# Tasks to carry out
a) According to the wartime local news, where was Second-Lieut Basil Whitbread buried?
b) Transcribe the passage of the wartime local news that opens with the words containing "CORPL C H TOMPKINS." and closes with "received in action.".

# Document section
+===+

In the list of casualties published last week-end appears the name of Lieut W E Littleboy, of the Warwickshire Regiment. He was educated at Rugby School, and was a prominent member of the Football XV of three years ago.

A letter has been received from Second-Lieut Basil Parker, Machine Gun Company, who was recently reported missing, stating that he is a prisoner of war in Germany. He is a son of Mr E Parker, of the Avenue Road, New Bilton, and was formerly a teacher at St Matthew’s School.

Mr and Mrs Whitbread have now received definite news from the War Office that the only son, Second-Lieut Basil Whitbread, was killed in action on the night of the 22nd July, 1916. His body was found outside the lines and was buried at High Wood.

The Rev R F Morson, M.A, elder son of Mr & Mrs Arthur Morson, who has for the past 4½ years been assistant priest at St Silas the Martyr, Kentish Town, London, has offered his services as a chaplain to H.M Forces, which have been accepted. He has been ordered to Salonica.

At the Rural District Tribunal on Thursday conscientious objection was pleaded by a Bilton youth, 18, single, who asked to be allowed either to undertake work with (1) the Friends’ War Relief Committee ; (2) Friends’ Ambulance Unit, general service section ; (3) full-time work on the land ; or (4) that the case should be referred to the Pelham Committee. He had previously been temporary exempted in order that he might complete his education. He was given conditional exemption on joining the Friends’ Ambulance Unit, general service section.

CORPL C H TOMPKINS.

News has been received at the B.T.H that Corpl C H Tompkins, of the Oxon and Bucks Light Infantry, who prior to the War was employed by the Company, died on October 23rd from wounds received in action.

BRANDON.

ROLL OF HONOUR.—Mr & Mrs Reuben Banbrook, of Brandon, have received the news that their son, Pte Banbrook, of the Royal Warwicks, is in hospital in Mesopotamia suffering from sand fly fever. Out of their five sons who enlisted two others are still suffering from wounds. Pte S Banbrook was for several years in the stables at Brandon Hall.—Pte G. Newman, Royal Warwicks, has been wounded in the right foot. He formerly worked at market gardening for Mr Gupwell.—Mr & Mrs Thomas Halford have been notified of the death of their second son, Pte S G Halford. He has been missing for more than 12 months. Much sympathy is felt for the parents, who some short time back lost another son. Deceased was formerly in the employ of Mr J Rankin, of Brandon Grounds Farm, where his father was employed for many years.

+===+

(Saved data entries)
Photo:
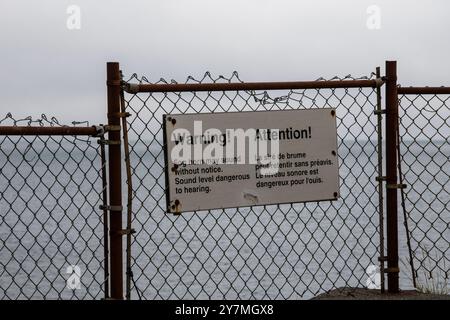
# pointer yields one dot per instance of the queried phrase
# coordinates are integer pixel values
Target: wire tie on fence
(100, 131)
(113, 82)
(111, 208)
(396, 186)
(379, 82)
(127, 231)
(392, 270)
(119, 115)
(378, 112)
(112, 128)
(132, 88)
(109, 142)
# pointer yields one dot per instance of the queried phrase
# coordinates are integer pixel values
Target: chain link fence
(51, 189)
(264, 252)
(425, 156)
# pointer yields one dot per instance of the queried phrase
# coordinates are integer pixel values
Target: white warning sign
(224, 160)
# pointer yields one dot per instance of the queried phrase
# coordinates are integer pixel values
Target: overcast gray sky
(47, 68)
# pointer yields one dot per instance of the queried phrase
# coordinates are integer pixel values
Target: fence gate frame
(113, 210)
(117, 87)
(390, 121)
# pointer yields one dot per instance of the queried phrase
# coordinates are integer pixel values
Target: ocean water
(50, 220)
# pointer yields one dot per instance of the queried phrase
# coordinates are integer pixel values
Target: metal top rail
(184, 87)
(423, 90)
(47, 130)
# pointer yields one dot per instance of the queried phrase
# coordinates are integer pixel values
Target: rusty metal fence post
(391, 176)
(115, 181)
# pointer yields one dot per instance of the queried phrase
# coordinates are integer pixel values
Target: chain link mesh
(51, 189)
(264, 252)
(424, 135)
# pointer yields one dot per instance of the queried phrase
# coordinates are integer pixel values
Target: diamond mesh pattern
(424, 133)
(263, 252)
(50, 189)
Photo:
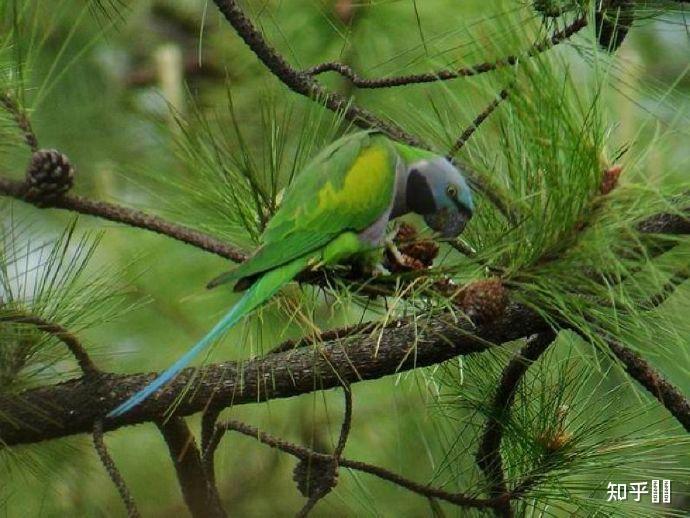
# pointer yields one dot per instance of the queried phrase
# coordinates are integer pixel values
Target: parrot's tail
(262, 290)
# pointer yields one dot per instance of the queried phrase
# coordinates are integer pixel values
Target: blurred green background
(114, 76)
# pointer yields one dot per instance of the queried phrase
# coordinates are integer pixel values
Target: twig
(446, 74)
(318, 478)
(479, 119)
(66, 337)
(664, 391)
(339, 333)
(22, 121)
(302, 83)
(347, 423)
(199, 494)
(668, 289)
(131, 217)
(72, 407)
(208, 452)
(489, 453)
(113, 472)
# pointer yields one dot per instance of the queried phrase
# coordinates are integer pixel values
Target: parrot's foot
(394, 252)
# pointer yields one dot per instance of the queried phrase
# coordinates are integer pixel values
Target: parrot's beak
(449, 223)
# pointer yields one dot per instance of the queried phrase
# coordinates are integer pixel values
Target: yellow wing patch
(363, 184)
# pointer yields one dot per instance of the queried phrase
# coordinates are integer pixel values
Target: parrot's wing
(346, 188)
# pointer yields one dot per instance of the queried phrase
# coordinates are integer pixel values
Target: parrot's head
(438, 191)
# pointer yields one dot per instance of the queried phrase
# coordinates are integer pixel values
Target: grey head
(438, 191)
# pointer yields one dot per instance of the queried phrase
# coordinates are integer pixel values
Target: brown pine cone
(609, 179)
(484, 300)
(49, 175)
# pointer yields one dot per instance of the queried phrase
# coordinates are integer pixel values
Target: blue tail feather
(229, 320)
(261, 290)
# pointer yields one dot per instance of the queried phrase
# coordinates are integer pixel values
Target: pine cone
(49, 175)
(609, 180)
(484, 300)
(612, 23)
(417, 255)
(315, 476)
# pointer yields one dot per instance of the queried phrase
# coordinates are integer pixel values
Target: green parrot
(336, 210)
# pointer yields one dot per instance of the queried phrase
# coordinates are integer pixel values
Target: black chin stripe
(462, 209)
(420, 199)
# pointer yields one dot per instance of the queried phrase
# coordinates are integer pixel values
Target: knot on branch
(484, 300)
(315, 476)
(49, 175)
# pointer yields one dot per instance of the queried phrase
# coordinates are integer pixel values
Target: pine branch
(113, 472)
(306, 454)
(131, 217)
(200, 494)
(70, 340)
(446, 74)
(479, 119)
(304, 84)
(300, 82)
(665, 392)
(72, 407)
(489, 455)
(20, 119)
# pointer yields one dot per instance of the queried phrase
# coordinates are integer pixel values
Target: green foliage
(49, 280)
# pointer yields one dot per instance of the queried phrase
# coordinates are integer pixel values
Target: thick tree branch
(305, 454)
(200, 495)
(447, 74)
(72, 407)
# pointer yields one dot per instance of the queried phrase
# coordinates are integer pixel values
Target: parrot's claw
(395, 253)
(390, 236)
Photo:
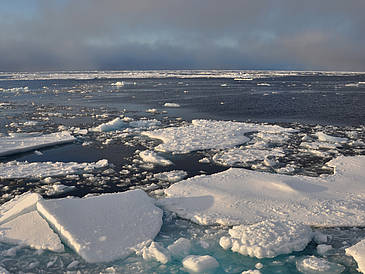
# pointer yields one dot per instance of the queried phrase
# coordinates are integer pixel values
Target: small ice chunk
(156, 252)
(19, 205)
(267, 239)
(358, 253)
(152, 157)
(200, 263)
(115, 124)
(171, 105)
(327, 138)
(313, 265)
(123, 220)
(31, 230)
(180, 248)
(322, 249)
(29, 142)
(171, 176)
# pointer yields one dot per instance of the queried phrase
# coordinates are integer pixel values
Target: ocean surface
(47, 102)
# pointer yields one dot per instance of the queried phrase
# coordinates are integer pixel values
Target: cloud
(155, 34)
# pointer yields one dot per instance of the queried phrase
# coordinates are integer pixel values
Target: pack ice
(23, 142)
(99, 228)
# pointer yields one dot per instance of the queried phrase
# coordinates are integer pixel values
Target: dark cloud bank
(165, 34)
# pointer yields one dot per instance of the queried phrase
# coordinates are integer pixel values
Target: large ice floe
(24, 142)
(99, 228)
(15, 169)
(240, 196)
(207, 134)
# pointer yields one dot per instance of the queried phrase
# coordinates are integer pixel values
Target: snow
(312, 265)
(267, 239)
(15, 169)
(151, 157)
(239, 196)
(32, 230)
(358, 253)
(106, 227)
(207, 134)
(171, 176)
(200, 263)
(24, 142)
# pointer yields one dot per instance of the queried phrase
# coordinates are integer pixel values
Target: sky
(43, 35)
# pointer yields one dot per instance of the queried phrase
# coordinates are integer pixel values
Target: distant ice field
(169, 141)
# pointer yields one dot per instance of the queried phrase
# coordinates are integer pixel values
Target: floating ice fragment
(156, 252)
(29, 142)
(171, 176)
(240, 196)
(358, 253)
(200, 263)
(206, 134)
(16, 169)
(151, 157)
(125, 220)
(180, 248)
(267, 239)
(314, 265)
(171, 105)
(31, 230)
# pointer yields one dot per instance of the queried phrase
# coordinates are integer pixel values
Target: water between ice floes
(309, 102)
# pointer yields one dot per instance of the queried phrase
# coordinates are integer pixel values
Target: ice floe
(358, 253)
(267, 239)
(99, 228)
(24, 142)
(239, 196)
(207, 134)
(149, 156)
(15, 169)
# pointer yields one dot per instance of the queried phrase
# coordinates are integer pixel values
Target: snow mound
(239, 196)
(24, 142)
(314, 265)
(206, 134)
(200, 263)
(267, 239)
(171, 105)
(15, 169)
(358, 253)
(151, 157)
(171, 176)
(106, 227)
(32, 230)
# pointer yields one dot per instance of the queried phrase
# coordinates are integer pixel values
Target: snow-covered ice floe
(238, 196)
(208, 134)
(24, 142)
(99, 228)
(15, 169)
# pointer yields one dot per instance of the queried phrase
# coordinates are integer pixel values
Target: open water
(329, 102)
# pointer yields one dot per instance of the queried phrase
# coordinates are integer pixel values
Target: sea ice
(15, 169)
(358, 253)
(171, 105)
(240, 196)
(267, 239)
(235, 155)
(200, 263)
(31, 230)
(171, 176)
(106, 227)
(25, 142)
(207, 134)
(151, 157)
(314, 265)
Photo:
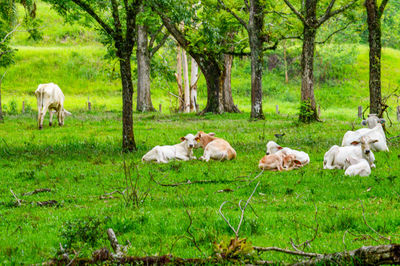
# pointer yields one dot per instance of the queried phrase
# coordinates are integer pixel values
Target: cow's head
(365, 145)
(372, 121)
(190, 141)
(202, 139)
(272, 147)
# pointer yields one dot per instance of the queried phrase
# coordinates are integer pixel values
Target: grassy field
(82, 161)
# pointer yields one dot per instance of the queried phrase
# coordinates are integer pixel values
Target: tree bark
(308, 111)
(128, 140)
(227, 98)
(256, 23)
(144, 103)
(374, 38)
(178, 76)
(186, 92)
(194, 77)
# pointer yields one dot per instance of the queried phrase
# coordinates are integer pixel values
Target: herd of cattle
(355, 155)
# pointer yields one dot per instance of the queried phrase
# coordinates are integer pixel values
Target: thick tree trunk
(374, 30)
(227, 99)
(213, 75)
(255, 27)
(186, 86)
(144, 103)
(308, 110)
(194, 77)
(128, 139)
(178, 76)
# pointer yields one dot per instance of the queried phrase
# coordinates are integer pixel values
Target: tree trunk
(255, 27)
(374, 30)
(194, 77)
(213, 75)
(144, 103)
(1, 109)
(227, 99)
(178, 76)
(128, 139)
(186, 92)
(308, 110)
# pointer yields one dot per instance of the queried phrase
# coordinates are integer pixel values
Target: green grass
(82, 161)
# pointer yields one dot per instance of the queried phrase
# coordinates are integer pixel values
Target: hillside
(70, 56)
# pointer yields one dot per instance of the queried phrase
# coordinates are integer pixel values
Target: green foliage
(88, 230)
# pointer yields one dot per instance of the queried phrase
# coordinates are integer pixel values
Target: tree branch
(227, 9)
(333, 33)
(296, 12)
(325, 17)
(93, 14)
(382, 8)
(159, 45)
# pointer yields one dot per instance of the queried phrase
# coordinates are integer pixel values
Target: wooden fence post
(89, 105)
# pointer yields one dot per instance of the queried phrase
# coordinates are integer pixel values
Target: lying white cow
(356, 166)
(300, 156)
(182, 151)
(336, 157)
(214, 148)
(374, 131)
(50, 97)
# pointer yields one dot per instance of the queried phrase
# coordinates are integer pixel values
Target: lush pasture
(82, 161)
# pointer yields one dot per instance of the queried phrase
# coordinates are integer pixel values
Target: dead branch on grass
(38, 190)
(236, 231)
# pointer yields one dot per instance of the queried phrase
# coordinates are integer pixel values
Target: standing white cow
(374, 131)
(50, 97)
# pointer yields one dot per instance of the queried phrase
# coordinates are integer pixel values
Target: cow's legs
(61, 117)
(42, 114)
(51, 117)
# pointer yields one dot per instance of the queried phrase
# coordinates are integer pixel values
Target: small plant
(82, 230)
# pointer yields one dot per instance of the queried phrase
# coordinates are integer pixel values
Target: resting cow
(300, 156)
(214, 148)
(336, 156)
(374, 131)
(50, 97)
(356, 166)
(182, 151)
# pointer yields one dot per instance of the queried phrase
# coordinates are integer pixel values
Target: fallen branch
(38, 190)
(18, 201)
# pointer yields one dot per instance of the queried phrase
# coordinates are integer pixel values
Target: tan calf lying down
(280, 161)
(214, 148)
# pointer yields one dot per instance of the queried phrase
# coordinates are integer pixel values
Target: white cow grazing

+===+

# Task responses
a) At High Wood.

b)
CORPL C H TOMPKINS.

News has been received at the B.T.H that Corpl C H Tompkins, of the Oxon and Bucks Light Infantry, who prior to the War was employed by the Company, died on October 23rd from wounds received in action.